━━━━━ Data to use

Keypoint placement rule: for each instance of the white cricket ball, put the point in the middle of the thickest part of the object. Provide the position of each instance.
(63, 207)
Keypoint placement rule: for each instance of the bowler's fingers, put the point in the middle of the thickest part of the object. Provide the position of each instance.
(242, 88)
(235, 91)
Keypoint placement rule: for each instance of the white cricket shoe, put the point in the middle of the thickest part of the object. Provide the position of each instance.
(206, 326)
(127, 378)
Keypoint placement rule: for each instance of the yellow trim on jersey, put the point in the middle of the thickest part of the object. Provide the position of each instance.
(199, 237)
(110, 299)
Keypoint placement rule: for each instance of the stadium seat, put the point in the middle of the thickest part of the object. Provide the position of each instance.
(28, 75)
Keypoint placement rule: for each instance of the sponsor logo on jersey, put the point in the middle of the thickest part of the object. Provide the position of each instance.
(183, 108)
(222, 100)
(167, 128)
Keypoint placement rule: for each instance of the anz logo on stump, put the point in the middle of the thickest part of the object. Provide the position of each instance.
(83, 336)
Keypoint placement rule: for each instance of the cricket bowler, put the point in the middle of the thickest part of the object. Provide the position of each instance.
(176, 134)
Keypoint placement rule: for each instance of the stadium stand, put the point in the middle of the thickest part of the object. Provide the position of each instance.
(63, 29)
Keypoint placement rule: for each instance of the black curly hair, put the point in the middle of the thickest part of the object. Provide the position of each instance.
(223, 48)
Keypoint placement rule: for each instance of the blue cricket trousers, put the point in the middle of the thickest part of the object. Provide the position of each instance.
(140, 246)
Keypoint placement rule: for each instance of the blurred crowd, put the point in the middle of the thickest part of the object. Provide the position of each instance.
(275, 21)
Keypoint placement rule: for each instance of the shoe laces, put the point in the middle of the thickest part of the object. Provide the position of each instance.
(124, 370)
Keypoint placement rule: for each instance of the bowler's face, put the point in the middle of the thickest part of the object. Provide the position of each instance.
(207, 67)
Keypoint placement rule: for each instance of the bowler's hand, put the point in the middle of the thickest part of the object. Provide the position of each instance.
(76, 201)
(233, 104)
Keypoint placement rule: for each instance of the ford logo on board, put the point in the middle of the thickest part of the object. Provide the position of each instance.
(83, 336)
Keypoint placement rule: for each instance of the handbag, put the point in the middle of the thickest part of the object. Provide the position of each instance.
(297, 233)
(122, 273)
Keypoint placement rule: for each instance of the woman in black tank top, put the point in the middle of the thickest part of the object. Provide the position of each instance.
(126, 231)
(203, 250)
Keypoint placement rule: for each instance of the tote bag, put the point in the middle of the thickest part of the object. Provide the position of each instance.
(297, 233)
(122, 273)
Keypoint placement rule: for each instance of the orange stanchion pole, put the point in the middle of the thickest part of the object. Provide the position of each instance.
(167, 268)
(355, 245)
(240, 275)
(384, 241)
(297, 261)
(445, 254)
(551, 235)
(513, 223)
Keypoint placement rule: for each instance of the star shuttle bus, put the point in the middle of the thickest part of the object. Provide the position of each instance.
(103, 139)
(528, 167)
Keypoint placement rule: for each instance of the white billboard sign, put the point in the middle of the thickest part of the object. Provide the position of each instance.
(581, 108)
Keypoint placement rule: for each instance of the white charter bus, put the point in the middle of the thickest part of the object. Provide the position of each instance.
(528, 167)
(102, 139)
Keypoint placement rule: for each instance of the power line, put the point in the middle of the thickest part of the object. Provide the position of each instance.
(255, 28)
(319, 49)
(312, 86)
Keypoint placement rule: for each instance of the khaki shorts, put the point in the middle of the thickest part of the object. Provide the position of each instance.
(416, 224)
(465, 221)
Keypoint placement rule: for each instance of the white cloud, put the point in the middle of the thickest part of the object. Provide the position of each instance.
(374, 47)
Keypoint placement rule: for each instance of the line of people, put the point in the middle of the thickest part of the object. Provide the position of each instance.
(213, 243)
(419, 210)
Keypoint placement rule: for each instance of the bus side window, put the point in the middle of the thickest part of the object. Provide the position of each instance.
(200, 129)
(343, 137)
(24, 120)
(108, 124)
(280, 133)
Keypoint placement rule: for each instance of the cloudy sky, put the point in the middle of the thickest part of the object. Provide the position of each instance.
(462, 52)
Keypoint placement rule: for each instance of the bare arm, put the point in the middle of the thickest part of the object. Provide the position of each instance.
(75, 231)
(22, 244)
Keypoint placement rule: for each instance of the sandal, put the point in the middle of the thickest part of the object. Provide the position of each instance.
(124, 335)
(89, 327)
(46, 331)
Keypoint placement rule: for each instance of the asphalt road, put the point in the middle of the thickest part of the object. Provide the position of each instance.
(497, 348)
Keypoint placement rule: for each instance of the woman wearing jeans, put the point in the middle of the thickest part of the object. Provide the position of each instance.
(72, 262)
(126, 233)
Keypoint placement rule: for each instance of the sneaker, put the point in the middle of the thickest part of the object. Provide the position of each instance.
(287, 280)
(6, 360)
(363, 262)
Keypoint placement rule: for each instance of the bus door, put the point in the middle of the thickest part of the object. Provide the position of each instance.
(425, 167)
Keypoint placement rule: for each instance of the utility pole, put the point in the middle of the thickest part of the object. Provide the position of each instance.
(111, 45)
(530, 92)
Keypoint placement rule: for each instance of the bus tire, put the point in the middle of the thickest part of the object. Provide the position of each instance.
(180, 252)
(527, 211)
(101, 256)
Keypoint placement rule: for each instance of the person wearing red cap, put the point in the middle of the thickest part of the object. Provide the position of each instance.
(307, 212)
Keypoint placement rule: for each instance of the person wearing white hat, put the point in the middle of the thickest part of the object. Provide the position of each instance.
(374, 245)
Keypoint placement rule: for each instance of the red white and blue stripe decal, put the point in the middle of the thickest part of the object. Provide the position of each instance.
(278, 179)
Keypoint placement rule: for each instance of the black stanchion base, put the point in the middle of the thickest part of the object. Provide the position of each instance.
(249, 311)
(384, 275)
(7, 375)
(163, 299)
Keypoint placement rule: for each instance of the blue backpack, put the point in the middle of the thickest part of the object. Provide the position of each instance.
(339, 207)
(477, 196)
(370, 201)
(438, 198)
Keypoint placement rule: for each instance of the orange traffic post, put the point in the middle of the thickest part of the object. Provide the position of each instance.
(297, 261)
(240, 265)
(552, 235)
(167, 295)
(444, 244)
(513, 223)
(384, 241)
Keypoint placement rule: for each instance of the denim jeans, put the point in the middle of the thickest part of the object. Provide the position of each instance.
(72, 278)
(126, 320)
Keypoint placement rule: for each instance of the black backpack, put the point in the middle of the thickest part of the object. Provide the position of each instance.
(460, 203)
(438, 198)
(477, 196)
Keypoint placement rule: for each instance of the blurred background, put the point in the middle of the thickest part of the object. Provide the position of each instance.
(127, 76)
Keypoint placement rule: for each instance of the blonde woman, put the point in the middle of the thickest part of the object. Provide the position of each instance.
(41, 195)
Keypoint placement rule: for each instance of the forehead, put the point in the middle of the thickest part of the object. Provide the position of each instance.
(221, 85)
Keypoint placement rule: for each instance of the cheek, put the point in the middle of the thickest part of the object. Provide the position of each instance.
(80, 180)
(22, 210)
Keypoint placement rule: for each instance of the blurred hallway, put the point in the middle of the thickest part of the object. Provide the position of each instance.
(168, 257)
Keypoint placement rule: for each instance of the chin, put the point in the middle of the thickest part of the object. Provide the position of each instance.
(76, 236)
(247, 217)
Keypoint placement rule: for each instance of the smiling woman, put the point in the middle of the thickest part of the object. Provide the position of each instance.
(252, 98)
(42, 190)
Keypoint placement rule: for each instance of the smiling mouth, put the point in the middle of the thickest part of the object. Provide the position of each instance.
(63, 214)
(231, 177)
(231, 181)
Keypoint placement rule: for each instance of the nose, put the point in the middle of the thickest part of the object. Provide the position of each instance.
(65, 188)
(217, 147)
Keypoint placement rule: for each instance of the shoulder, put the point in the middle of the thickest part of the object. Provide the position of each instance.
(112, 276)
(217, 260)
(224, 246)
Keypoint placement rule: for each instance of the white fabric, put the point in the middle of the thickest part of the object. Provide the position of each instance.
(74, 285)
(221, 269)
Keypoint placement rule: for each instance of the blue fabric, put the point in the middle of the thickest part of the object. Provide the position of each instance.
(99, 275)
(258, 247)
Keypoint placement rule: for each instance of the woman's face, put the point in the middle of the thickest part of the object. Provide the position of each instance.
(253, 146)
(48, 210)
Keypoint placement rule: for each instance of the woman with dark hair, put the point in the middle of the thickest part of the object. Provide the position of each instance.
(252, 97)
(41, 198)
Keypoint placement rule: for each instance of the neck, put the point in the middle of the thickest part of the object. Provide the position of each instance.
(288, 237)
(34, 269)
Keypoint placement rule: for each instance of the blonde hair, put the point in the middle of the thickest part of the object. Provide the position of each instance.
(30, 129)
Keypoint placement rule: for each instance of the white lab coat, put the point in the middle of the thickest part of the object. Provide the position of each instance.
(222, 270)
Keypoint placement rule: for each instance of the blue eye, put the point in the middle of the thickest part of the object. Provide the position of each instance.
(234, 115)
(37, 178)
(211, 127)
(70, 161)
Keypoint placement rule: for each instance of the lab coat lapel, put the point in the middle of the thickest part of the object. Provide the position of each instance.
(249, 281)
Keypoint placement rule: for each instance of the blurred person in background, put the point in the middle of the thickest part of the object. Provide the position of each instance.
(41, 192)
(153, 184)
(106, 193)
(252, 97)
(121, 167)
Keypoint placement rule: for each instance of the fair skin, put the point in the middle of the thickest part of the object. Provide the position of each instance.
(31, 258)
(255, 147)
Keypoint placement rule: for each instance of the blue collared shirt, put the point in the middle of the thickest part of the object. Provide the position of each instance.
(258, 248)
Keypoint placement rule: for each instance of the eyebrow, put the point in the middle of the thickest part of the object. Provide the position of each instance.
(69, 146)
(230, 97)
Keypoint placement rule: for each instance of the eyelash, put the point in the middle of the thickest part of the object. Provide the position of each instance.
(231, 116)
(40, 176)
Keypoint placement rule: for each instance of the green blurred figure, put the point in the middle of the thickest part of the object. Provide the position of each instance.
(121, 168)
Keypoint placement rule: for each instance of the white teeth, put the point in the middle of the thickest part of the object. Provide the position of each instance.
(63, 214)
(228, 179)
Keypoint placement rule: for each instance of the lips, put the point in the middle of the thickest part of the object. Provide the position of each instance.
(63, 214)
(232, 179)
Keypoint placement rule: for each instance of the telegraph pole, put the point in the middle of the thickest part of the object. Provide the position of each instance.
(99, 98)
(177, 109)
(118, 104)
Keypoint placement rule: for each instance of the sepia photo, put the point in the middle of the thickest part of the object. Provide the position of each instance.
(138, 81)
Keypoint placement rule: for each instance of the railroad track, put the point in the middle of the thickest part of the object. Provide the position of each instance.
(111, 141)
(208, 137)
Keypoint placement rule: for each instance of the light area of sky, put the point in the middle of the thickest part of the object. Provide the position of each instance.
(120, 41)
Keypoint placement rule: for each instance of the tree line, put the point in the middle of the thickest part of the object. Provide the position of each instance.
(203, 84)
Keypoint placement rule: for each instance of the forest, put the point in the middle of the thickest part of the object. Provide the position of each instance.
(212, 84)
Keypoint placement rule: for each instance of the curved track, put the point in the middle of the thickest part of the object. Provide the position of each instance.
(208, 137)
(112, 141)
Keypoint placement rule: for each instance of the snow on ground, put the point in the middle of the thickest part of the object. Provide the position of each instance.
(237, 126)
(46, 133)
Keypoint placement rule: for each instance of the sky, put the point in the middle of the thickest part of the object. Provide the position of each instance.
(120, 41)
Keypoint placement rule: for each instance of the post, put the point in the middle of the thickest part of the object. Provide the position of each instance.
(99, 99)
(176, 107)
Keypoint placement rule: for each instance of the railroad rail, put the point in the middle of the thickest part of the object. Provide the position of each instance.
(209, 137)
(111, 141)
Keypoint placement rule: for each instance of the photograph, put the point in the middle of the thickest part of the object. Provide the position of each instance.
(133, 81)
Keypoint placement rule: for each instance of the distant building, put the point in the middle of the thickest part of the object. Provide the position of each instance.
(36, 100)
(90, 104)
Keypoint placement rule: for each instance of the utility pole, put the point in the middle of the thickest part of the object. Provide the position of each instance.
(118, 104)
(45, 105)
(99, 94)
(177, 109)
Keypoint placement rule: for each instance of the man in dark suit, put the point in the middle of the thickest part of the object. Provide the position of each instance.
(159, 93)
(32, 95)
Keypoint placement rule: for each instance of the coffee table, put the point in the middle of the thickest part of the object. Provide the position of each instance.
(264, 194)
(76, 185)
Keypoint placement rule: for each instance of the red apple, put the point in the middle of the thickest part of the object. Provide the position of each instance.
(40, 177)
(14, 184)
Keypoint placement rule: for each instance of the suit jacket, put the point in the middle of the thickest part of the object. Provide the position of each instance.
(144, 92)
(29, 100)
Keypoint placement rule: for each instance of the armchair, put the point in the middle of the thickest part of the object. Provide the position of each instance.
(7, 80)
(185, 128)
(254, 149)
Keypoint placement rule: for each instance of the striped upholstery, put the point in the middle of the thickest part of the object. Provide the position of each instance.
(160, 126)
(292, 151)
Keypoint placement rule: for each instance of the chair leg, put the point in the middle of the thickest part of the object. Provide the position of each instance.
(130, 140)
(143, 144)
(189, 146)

━━━━━━━━━━

For this exercise, please retype exactly the lines in the listing from the line with "Keypoint placement rule: for each instance of the red apple, put" through its last line, both ends included.

(Final result):
Keypoint placement rule: for each instance of the red apple, put the point in the middle of the thickest part of the object. Provide the position of each instance.
(40, 177)
(14, 184)
Keypoint placement rule: for each instance of the suit jacket, put the point in the middle of the thickest part of the object. Provide the position of each instance.
(144, 92)
(29, 100)
Keypoint placement rule: for each instance of the armchair, put the point in the middle of the thickest part of the object. Provide the position of each instance.
(7, 80)
(185, 128)
(254, 149)
Keypoint placement rule: for each instance of the striped upholstery, put the point in the middle of the thickest part of the object. Provide the position of each instance.
(160, 126)
(292, 151)
Keypoint placement rule: for each instance of the chair leg, put the point in the middle of the thickest part of the object. Provide the position of each instance.
(130, 140)
(143, 144)
(189, 146)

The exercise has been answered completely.